== What to work on ==
A. From the thread about using a moving average in a TensorFlow training loop, print the part starting with "And then just" and going on through "optimizer.apply_gradients(zip(grads, model.trainable_variables))", word for word.
B. Carry on the thread about using a moving average in a TensorFlow training loop from the point where it stops.

>> BEGIN Passage

4

I have a custom training loop that can be simplified as follow

inputs = tf.keras.Input(dtype=tf.float32, shape=(None, None, 3))
model = tf.keras.Model({"inputs": inputs}, {"loss": f(inputs)})
optimizer = tf.keras.optimizers.SGD(learning_rate=0.1, momentum=0.9, nesterov=True)

for inputs in batches:
    with tf.GradientTape() as tape:
        results = model(inputs, training=True)
    grads = tape.gradient(results["loss"], model.trainable_weights)
    optimizer.apply_gradients(zip(grads, model.trainable_weights))

The TensorFlow documentation of ExponentialMovingAverage is not clear on how it should be used in from-scratch training loop. As anyone worked with this?

Additionally, how should the shadow variable be restored into the model if both are still in memory, and how can I check that that training variables were correctly updated?

Jav
  • 1,445
  • 1
  • 18
  • 47

2 Answers2

5

Create the EMA object before the training loop:

ema = tf.train.ExponentialMovingAverage(decay=0.9999)

And then just apply the EMA after your optimization step. The ema object will keep shadow variables of your model's variables. (You don't need the call to tf.control_dependencies here, see the note in the documentation)

optimizer.apply_gradients(zip(grads, model.trainable_variables))
ema.apply(model.trainable_variables)

Then, one way to use the shadow variables into your model could be to assign to your model's variables the shadow variable by calling the average method of the EMA object on them:

for var in model.trainable_variables:
    var.assign(ema.average(var))
model.save("model_with_shadow_variables.h5")

>> END Passage
>> BEGIN Extracted information

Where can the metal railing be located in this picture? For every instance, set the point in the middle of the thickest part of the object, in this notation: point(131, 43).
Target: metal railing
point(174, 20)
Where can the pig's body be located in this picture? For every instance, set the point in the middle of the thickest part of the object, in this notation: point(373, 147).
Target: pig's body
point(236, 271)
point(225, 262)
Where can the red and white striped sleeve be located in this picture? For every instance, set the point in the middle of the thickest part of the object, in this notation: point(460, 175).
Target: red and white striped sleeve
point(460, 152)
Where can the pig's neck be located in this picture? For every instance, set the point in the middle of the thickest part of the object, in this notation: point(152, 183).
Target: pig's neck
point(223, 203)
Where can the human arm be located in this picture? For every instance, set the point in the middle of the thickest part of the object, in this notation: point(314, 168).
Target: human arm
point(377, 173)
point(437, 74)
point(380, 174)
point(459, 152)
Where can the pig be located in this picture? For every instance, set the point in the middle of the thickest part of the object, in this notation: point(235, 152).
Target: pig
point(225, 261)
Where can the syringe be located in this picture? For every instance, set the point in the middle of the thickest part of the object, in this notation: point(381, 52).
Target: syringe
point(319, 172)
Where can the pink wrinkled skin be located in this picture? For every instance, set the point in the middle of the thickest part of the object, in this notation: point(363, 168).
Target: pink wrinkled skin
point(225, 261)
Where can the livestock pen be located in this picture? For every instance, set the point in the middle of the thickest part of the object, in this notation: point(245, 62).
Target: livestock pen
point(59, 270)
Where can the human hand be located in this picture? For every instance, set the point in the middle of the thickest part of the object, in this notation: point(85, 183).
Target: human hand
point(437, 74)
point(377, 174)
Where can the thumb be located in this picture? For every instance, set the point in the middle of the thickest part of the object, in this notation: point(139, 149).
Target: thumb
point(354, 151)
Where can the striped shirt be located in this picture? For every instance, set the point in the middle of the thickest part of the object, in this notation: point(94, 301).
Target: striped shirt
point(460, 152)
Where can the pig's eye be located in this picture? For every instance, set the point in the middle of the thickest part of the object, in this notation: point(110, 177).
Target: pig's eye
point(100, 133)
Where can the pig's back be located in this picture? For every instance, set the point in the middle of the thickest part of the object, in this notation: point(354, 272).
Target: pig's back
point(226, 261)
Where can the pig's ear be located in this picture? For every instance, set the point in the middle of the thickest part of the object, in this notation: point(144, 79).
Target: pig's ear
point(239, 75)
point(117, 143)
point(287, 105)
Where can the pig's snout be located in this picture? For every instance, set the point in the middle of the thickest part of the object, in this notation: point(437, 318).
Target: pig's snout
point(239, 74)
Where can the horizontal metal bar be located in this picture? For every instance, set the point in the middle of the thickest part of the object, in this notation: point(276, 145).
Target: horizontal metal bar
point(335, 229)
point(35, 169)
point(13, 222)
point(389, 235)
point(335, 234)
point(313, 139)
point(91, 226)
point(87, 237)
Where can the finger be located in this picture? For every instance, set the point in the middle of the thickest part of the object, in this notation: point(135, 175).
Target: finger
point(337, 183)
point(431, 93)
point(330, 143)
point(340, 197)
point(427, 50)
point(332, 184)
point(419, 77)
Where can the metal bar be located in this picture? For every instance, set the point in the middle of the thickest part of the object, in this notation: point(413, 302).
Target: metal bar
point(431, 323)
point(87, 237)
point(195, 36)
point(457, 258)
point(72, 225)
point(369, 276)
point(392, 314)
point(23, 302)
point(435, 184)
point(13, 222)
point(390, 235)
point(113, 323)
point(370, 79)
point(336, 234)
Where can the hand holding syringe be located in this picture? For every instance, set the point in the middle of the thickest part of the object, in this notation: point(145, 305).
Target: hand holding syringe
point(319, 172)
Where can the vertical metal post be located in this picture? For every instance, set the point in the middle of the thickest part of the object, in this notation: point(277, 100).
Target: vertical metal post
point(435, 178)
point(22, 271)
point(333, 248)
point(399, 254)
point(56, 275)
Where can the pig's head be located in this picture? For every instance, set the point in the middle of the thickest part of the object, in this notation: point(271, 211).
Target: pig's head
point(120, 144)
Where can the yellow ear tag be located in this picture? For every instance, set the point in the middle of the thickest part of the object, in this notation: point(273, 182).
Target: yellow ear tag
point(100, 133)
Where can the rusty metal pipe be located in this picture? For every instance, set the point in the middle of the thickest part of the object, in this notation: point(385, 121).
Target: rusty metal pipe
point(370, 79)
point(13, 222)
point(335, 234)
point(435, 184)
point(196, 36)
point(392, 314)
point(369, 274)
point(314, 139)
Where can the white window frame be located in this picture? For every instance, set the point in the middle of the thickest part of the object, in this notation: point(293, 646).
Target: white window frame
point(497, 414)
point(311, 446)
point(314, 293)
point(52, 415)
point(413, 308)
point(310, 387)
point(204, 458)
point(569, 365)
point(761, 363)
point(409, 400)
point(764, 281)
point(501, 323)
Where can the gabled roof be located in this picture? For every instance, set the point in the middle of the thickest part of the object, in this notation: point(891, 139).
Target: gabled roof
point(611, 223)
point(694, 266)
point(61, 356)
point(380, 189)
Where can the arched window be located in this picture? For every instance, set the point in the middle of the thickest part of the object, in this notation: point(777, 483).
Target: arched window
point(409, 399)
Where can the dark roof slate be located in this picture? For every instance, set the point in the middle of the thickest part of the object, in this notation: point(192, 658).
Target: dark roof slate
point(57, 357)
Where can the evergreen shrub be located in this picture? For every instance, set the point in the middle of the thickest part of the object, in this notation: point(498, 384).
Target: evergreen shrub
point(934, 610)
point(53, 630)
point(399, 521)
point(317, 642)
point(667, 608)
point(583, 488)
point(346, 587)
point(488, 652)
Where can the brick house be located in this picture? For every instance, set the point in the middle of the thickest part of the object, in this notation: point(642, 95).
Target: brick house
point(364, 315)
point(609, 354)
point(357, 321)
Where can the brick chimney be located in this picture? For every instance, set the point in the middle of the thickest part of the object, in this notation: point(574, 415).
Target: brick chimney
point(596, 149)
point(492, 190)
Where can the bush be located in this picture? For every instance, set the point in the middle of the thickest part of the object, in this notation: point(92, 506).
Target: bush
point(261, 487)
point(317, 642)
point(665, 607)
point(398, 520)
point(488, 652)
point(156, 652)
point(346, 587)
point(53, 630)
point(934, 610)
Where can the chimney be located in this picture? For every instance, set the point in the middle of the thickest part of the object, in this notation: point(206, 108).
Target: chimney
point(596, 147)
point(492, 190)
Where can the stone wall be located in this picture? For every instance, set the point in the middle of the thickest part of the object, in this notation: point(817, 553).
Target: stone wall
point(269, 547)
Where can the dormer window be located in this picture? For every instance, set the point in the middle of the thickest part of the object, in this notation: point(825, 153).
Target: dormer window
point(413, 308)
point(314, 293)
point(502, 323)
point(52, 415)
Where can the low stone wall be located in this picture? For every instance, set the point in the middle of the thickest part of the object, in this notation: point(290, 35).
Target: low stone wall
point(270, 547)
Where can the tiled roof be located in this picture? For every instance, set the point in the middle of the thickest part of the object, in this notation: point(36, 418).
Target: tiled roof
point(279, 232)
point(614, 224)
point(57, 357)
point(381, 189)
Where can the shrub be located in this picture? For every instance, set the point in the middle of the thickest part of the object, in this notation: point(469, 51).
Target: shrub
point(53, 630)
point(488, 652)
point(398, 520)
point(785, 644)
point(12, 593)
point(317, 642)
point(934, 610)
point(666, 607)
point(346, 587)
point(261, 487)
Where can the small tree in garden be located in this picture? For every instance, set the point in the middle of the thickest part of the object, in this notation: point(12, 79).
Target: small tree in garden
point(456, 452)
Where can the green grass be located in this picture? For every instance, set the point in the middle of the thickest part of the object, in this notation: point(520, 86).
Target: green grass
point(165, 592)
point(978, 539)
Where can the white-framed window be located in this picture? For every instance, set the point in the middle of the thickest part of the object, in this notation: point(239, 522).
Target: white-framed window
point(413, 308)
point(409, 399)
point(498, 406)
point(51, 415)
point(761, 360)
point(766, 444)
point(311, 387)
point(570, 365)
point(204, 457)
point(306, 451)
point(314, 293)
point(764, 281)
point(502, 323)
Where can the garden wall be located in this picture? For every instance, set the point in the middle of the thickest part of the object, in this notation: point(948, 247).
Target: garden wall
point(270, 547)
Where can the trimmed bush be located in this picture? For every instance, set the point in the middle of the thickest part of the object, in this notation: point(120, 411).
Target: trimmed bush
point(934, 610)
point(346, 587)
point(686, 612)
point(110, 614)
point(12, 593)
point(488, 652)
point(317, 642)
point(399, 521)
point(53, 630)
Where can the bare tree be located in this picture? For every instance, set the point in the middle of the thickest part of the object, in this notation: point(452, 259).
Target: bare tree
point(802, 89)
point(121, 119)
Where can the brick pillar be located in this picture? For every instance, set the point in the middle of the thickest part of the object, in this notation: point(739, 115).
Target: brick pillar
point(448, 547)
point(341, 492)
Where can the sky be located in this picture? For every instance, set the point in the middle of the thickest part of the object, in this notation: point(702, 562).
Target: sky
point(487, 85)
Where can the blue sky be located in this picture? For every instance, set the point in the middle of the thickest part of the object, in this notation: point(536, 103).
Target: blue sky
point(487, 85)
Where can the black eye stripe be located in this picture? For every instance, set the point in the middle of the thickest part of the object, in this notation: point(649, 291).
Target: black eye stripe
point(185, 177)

>> END Extracted information

== Results for each task ==
A.
And then just apply the EMA after your optimization step. The ema object will keep shadow variables of your model's variables. (You don't need the call to tf.control_dependencies here, see the note in the documentation)

optimizer.apply_gradients(zip(grads, model.trainable_variables))

B.
Lescurel
  • 10,749
  • 16
  • 39
  • Thanks for your answer. How can I be sure the exponential moving average is applied? I'm printing `model.trainable_variables[0][0,0,0,0]` and it doesn't seem to be impacted by that operation… Is there something I miss? – Jav Apr 26 '21 at 16:22
  • BTW, the optimiser is not set in my model. Does that make any difference (I'm updating my question to reflect this) – Jav Apr 26 '21 at 16:24
  • I'll edit out the `model.optimizer` it changes nothing here. As I stated in the answer, the EMA object only holds and updates the values of shadow variables of your model. What to do with those shadow variables is up to you. You might want to load them in your model at inference time for example. – Lescurel Apr 27 '21 at 06:12
  • Thanks for your answer. It helped me better understand how this works. I updated the question to ask specifically how the shadow variables should be loaded, I think it makes the question more complete. Do you mind answering that last part? Many thanks again. – Jav Apr 27 '21 at 08:42
  • I added a small snippet. I hope it'll help you understand how to use the EMA in your applications. – Lescurel Apr 27 '21 at 08:49
  • Thanks again for your help. In the documentation, it says that `ema` returns an `op`. Isn't it necessary to call that op? – Jav May 12 '21 at 10:12
  • Only in certain cases. It returns a [`tf.group` op](https://www.tensorflow.org/api_docs/python/tf/group) that have the following note:"Note: *In TensorFlow 2 with eager and/or Autograph, you should not require this method, as code executes in your expected order.* Only use tf.group when working with v1-style code or in a graph context such as inside `Dataset.map`." – Lescurel May 12 '21 at 13:47
3

EMA with customizing model.fit

Here is a working example of Exponential Moving Average with customizing the fit. Ref.

from tensorflow import keras
import tensorflow as tf 

class EMACustomModel(keras.Model):
    def __init__(self,*args, **kwargs):
        super().__init__(*args, **kwargs)
        self.ema = tf.train.ExponentialMovingAverage(decay=0.999)

    def train_step(self, data):
        x, y = data

        with tf.GradientTape() as tape:
            y_pred = self(x, training=True)  
            loss = self.compiled_loss(y, y_pred, regularization_losses=self.losses)

        gradients = tape.gradient(loss, self.trainable_variables)
        opt_op = self.optimizer.apply_gradients(zip(gradients, self.trainable_variables))

        '''About: tf.control_dependencies: 
        Note: In TensorFlow 2 with eager and/or Autograph, you should not 
        require this method, as code executes in the expected order. Only use 
        tf.control_dependencies when working with v1-style code or in a graph 
        context such as inside Dataset.map.
        '''
        with tf.control_dependencies([opt_op]):
            self.ema.apply(self.trainable_variables)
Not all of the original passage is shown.